PROBLEM DETAILS >> Your task is to repeat all of the data exactly while excluding the pictures.

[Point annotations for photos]
□ □ □

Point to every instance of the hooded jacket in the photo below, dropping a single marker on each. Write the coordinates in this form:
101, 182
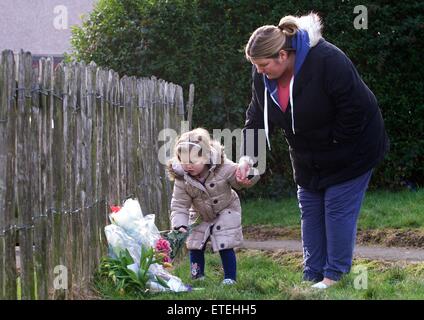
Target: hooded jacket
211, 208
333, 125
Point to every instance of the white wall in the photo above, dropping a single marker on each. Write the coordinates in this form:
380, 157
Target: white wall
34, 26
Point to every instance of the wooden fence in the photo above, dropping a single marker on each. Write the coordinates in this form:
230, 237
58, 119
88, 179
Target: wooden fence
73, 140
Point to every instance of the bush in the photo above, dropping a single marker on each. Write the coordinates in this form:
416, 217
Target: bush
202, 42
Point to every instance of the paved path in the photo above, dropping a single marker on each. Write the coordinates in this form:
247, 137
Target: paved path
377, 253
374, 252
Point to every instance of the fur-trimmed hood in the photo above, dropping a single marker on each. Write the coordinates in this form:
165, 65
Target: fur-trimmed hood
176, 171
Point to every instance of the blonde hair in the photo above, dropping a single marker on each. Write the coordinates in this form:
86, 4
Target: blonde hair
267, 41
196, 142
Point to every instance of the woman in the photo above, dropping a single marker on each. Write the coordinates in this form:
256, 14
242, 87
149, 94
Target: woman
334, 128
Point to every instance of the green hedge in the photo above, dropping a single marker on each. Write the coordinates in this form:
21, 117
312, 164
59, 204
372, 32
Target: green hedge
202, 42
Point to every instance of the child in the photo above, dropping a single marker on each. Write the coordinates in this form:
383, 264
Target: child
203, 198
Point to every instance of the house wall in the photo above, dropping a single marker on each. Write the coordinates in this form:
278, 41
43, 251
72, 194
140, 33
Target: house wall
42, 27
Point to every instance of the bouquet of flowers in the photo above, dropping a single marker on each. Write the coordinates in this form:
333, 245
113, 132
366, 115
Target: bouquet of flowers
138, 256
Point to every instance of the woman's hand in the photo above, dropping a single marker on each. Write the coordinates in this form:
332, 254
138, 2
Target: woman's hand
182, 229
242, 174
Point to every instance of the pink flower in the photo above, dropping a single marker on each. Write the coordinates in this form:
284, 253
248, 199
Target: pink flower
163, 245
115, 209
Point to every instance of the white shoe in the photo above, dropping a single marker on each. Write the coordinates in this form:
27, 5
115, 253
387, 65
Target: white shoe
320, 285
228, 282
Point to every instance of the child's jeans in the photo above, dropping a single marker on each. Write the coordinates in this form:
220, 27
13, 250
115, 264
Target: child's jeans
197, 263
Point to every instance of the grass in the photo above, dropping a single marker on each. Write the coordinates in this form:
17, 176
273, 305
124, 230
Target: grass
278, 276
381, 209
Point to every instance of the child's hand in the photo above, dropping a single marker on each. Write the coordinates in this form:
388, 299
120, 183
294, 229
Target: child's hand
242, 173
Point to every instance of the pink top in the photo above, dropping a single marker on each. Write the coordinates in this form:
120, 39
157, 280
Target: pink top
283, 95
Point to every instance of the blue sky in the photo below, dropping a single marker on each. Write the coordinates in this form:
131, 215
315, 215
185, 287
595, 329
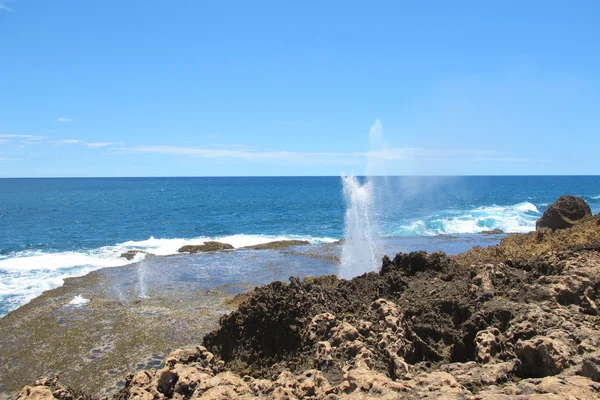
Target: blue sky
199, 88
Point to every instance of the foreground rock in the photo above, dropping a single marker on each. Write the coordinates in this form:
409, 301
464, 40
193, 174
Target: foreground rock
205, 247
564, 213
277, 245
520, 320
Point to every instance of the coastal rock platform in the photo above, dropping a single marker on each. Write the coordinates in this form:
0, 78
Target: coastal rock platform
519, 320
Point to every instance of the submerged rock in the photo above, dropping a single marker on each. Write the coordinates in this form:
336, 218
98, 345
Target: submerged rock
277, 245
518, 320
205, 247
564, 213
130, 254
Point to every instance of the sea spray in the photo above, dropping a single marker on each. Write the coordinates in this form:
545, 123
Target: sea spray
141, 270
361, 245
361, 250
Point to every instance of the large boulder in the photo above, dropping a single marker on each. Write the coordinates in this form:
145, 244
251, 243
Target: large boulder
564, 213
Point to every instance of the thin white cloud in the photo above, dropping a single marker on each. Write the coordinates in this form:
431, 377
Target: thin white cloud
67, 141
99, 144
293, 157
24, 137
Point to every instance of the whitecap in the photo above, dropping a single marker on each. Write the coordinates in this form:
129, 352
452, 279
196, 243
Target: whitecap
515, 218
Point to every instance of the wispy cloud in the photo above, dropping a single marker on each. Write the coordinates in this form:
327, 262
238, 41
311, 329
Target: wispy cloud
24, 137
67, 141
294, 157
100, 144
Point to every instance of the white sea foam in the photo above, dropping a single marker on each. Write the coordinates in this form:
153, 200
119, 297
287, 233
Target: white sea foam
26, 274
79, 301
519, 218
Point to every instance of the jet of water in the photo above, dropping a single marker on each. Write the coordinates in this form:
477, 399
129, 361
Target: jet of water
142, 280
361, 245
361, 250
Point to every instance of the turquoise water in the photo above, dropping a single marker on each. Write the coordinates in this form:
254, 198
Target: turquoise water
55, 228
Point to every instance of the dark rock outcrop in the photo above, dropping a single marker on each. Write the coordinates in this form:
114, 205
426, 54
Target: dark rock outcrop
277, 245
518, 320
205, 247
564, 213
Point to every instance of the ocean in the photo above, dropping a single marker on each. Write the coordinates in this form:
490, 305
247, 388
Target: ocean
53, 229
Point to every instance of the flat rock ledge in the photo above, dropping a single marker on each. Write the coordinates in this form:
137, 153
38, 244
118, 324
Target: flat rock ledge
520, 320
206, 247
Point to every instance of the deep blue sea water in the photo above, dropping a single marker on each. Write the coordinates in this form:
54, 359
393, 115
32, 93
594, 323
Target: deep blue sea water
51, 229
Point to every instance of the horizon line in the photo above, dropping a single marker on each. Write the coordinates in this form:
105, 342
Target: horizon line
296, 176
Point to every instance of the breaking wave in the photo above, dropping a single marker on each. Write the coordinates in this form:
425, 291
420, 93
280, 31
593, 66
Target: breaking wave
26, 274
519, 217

□ □ □

WRITTEN ANSWER >>
Point to every instance of the hooded jacket in the photo below, dropping a single marker on each. Write the coordinates in this form:
101, 182
Target: hooded jacket
211, 208
333, 125
Point to every instance of the white wall in the photo above, dropping a single marker on each. Write the coordinates in this form:
380, 157
Target: white wall
34, 26
Point to every instance of the wooden fence in the photo above, dropping a single marker on each. Write the coordinates in this form:
230, 237
58, 119
88, 179
Target: wooden fence
73, 140
Point to every instance of the bush in the photo above, dropping a single marker on each. Write the coordinates in this form:
416, 217
Target: bush
202, 42
Point to every instance of the paved path in the photo above, dropping a single marker on each. Write the coordinates in this form:
247, 137
Target: paved path
377, 253
374, 252
Point to every instance of the fur-trimmed hood in the photo above, dropping a single marker on each. Write the coordinates in this form:
165, 65
Target: fur-trimmed hood
176, 171
Point to every instance of the blonde hair in the photo above, dropping a single marker on each. Write the coordinates in this form:
86, 4
Target: blonde hair
267, 41
196, 142
Point to every instance of the woman in the photo above, dropping a single marker on each. Write the coordinates in this form:
256, 14
242, 87
149, 94
Target: woman
334, 128
Point to every instance of the green hedge in the photo above, dropping a single marker on each. Write the coordinates in this form:
21, 117
312, 164
59, 204
372, 32
Target: green hedge
202, 42
Point to every instance of the child in the photo above, dropping a single marker on each. Write the coordinates in this form:
383, 264
Target: child
203, 198
Point to every instance of the house wall in the photo above, dropping a single marker on each. Write the coordinates in this form:
278, 41
43, 251
72, 194
140, 33
Target: house wall
42, 27
Point to every instance of the bouquet of flowers in the photo above, dropping a single marker on each. Write the coordinates in this form:
333, 245
113, 132
366, 115
Target: bouquet of flowers
138, 256
Point to every instance of the woman's hand in the photo above, dropping a single marker on each. Write the coordinates in this form:
332, 254
138, 2
Target: woman's hand
182, 229
242, 174
Point to every instance of the pink flower in the photo above, dropping a single marker on each. Write the coordinates in this form:
284, 253
248, 199
Target: pink flower
163, 245
115, 209
Point to every instance of the white shoe in the photo above, dropping a single marker on each. Write the coordinates in this form:
27, 5
115, 253
387, 65
Target: white shoe
320, 285
228, 282
Point to every instance of the child's jeans in the photo above, dropping a single marker on each. Write the coordinates in this form:
220, 27
13, 250
115, 264
Target: child's jeans
197, 263
Point to every instance of the grass in the photo above, dropping a single marker on each. Write the coordinates in this form:
17, 176
273, 305
124, 230
Target: grass
278, 276
381, 209
Point to every instance of the child's hand in the photo above, dropping a single marker on each. Write the coordinates in this form:
388, 299
120, 183
294, 229
Target: child's hand
242, 173
Point to every instance of the pink top in the photo above, dropping a single marker on each. Write the coordinates in this form:
120, 39
157, 280
Target: pink top
283, 95
Point to every instance of the blue sky in the photo below, dropping a single marker on each. Write the coordinates in this form:
131, 215
315, 215
185, 287
595, 329
Target: blue sky
199, 88
Point to every instance of the foreground rock in the photo above, dropping a single marker on each. Write the coordinates in this form:
409, 301
464, 40
193, 174
Target: foreground rock
205, 247
564, 213
277, 245
520, 320
Point to every instance of the coastal rock platform in the photo above, dropping a single marker on each. Write the coordinates in this form:
0, 78
Target: coastal rock platform
519, 320
Point to every instance of the submerged rock in the photo above, dropping a single marker on each. Write the coordinates in this form:
336, 218
98, 345
Target: submerged rock
277, 245
518, 320
205, 247
564, 213
130, 254
Point to every instance of the sea spray in the photo above, dropping a single marker on each. Write the coordinates in this form:
545, 123
Target: sea spray
141, 270
361, 245
361, 250
Point to every instance of the large boulder in the photo above, dropping a single marker on each. Write the coordinates in this form:
145, 244
251, 243
Target: large boulder
564, 213
Point to every instance of the thin white cloud in the photo above, dropping a single marker on each. Write the coordinates in this form:
431, 377
Target: thin white cloud
67, 141
99, 144
293, 157
24, 137
Point to every instance of the whitecap in the photo above, dropping a single marker on each. Write the coordinates in this form:
129, 352
452, 279
196, 243
Target: whitecap
515, 218
Point to every instance of the wispy cloud in the photo above, dropping a single marker on each. Write the coordinates in this form:
327, 262
238, 41
311, 329
Target: wispy cloud
24, 137
67, 141
294, 157
100, 144
Point to every instance of the white sea foam in the photo above, dropping a single marker on each. Write the coordinates in this form:
153, 200
119, 297
287, 233
Target: white sea foam
26, 274
79, 301
519, 218
Point to every instance of the jet of water in the photo above, dropping a single marker on each. Write the coordinates in this form:
477, 399
129, 361
Target: jet of water
142, 280
361, 245
361, 250
Point to every instance of the turquoise water in the photo above, dropping a single marker on each. Write the coordinates in this form:
254, 198
Target: turquoise water
55, 228
Point to every instance of the dark rock outcrop in the photo above, dropping a single marker on each. Write the coordinates in this form:
114, 205
426, 54
Target: dark rock outcrop
277, 245
518, 320
205, 247
564, 213
Point to every instance of the ocean in the photo above, dropping a single marker on each. Write the coordinates in this form:
490, 305
247, 388
Target: ocean
53, 229
Point to every instance of the flat rock ledge in the photo above, dropping a single marker on each. Write the coordinates in this form:
137, 153
38, 244
118, 324
Target: flat rock ledge
520, 320
206, 247
Point to every instance of the deep blue sea water in the photo above, dropping a single marker on each. Write the coordinates in this form:
54, 359
393, 115
32, 93
594, 323
Target: deep blue sea water
51, 229
Point to every instance of the horizon line in the photo above, dropping a single marker on each. Write the coordinates in this form:
105, 342
Target: horizon line
296, 176
Point to every instance of the breaking wave in the photo above, dropping a single marker on each. Write the coordinates in this form:
425, 291
420, 93
280, 31
593, 66
Target: breaking wave
26, 274
519, 217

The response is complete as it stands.